É evidente que um Estado operário, como foi a Rússia revolucionária até a morte de Lenin, deve fazer negócios com os países capitalistas, principalmente por estar isolado como uma ilha em um oceano capitalista. Mas, o problema são os critérios para se negociar com o inimigo de classe. Lembremos que, mesmo sob a NEP, a Rússia soviética manteve um estrito controle do comércio exterior (ao contrário da opinião de Stalin), manteve a nacionalização dos meios de produção, e autorizou a capitalização controlada no campo sem abrir mão da nacionalização da terra. Obviamente, nunca abriu mão do controle estatal do sistema financeiro e de sua nacionalização. Nada disso acontece na China.

Ao contrário, o governo chinês está relaxando as regras de acesso do capital estrangeiro ao mercado financeiro chinês, até então sob um controle estatal bastante restritivo pelos padrões imperialistas, permitindo a realização de operações financeiras com o mercado internacional pelos bancos estrangeiros e facilitando a compra e venda de ações de empresas privadas nas bolsas de valores.

Como vemos, não há nada de anti-imperialismo nestas decisões do governo chinês, mas apenas a facilitação da entrada de capital financeiro estrangeiro para equilibrar sua balança de pagamentos, um procedimento corriqueiro entre governos pró-imperialistas de todo o mundo.

O que é a economia do projetamento?

A economia do projetamento é definida como a união das três correntes econômicas citadas acima. É possível uni-las? Do ponto de vista da economia capitalista atual, que Marx chamaria de vulgar, pode ser possível unir algumas características de cada uma destas correntes, desde que façamos abstração da existência de relações sociais de exploração na sociedade capitalista. Deixemos esta discussão aos economistas. Mas, é possível falar da utilização deste tipo de economia em um país socialista?

[Trechos de dados de apontamento]

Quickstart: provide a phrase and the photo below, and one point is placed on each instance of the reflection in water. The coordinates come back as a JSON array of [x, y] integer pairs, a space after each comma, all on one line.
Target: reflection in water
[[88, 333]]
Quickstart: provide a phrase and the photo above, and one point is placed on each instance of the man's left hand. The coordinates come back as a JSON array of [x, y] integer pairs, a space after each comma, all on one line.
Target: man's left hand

**Instrução 1**.
Enumere as medidas que, conforme o texto sobre a China e a NEP, o governo chinês vem adotando em relação ao capital estrangeiro e ao mercado financeiro.
**Instrução 2**.
Dê prosseguimento ao texto sobre a China e a NEP a partir do ponto em que ele termina.

**Resposta esperada 1**.
- Relaxamento das regras de acesso do capital estrangeiro ao mercado financeiro chinês
- Permissão para que bancos estrangeiros realizem operações financeiras com o mercado internacional
- Facilitação da compra e venda de ações de empresas privadas nas bolsas de valores

**Resposta esperada 2**.
Os keynesianos de esquerda há muito tempo tentam demonstrar que a economia marxista – ou melhor, a crítica da economia política feita por Marx no Capital – e as elaborações de John Maynard Keynes em seu livro Teoria Geral do emprego, do juro e da moeda remam no mesmo barco. Para isso, fizeram o que os apologistas da economia do projetamento fazem hoje: despem o marxismo de qualquer vestígio de luta de classes e transformam-no em uma caricatura, em um sistema econômico para ser ensinado nas universidades. Esquecem-se que, para Marx, a lei geral da acumulação capitalista está baseada exatamente na exploração da classe operária e de todos os trabalhadores pela burguesia, que tem no exército industrial de reserva sua principal base de sustentação (pela força das armas, é claro).

Esta tentativa de unir keynesianismo e marxismo foi destruída teoricamente pelo marxista inglês Geoff Pilling em seu livro The Crisis of Keynesian Economics, A Marxist View (A crise da economia keynesiana, uma visão marxista), publicado em 1987. Pilling polemizou com a economista keynesiana de esquerda Joan Robinson e mostrou que os dois sistemas se opõem pelo vértice. Na verdade, nem se pode chamar o keynesianismo de uma teoria, pois é um ajuntamento de conceitos empíricos que foram destruídos pela própria evolução da economia. A posição dos keynesianos de que um forte investimento do Estado na economia é necessário para acabar com o desemprego e regular o funcionamento do capitalismo é, por si só, uma afirmação antagônica à visão marxista de que a existência de um exército de desempregados é fundamental para o desenvolvimento – e a regulação –  do capitalismo.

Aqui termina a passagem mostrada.